## REQUIRED WORK
Copy every record below word for word, leaving out the pictures.

## INPUT RECORDS
....

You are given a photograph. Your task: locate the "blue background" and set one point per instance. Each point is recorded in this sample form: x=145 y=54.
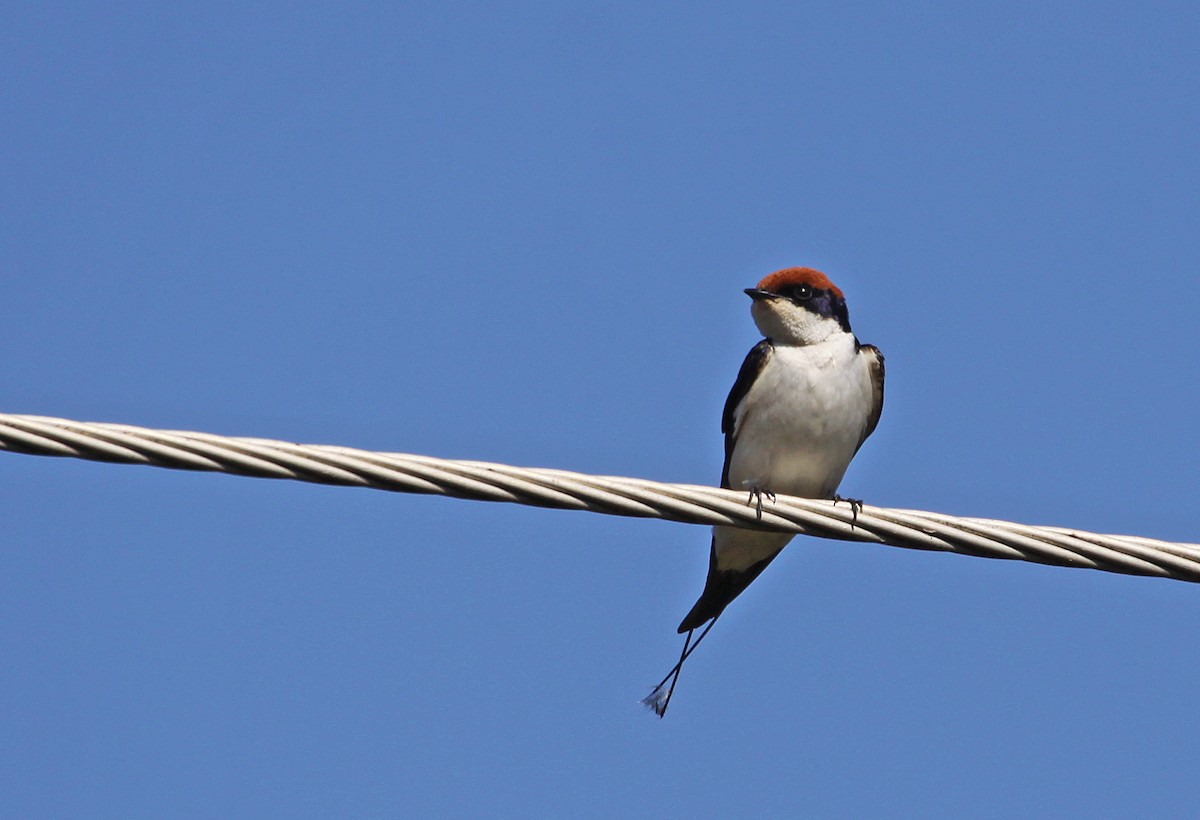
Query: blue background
x=520 y=233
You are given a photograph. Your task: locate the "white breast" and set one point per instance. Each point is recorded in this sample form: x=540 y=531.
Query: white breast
x=801 y=422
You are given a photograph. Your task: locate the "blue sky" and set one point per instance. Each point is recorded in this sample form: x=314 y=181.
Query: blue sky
x=520 y=233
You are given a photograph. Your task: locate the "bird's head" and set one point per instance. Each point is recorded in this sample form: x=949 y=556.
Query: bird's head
x=798 y=306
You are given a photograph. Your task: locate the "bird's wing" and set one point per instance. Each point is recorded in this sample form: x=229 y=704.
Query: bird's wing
x=736 y=556
x=756 y=359
x=875 y=361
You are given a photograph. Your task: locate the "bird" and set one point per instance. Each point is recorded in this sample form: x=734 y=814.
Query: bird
x=805 y=399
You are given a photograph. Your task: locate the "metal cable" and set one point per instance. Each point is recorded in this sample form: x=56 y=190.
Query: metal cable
x=397 y=472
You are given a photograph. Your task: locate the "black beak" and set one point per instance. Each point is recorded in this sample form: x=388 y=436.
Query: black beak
x=759 y=294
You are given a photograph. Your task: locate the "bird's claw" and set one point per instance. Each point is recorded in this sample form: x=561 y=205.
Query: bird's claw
x=856 y=504
x=756 y=495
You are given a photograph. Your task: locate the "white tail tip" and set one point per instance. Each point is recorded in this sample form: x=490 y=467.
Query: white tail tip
x=657 y=700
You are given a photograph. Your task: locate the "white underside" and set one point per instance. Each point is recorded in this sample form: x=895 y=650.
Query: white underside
x=796 y=432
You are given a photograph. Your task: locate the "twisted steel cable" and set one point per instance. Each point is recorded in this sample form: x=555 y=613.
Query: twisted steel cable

....

## SOLUTION
You are given a photograph. Your task: locate the "blue background" and set one point per instance. Each point is recorded in this sample form: x=145 y=54.
Query: blue background
x=520 y=233
You are given a photograph. Your task: locate the "white breast" and set one point per instance. Each point is recorded in this sample form: x=540 y=531.
Query: white breast
x=801 y=422
You are given a photograph. Your task: locate the "blue sky" and set one point per instance. Each point is recorded in this sample form: x=314 y=181.
Query: blue sky
x=520 y=233
You are given a photograph. Your task: locate the "bird's head" and set one point per instance. Each point is recorded in this sample form: x=949 y=556.
Query: bird's head
x=798 y=306
You are given a photograph. Your task: locate the "bird's wing" and set one point per instance. Each point is recorded in this sample form: x=229 y=704.
Query: bird's wing
x=736 y=556
x=756 y=359
x=875 y=361
You are given a photograph. Your task: locate the "bird" and set one point per instance. Each point is recorded in this sample form: x=734 y=814.
Query: bird
x=805 y=399
You are given a photograph. Your task: locate the "metal cable" and set one point per instance. Each point is recorded in this sample form: x=56 y=190.
Query: metal cable
x=397 y=472
You are given a photograph. Your task: locate the "black beak" and set one point per instance. Each point is recorded in this sample form: x=388 y=436.
Query: black beak
x=759 y=294
You are given a photograph. Your task: locate the "bird's claw" and set one point per instance. Each point is recorded in this sample form: x=561 y=205.
Query: bird's claw
x=856 y=504
x=756 y=495
You are given a photograph. Your task: locate the "white tail tip" and set one point per instance. Each point is recorded in this sample form: x=490 y=467.
Query: white tail tip
x=657 y=700
You are given a photograph. Your task: locate the "white underside" and set one point per instance. Each point is recorded in this sample form: x=895 y=650.
Query: white underside
x=796 y=432
You are given a photograph. Your task: locate the "twisted steel cable" and set one point per instance. Each point is recorded in this sample form: x=555 y=613.
Query: twisted steel cable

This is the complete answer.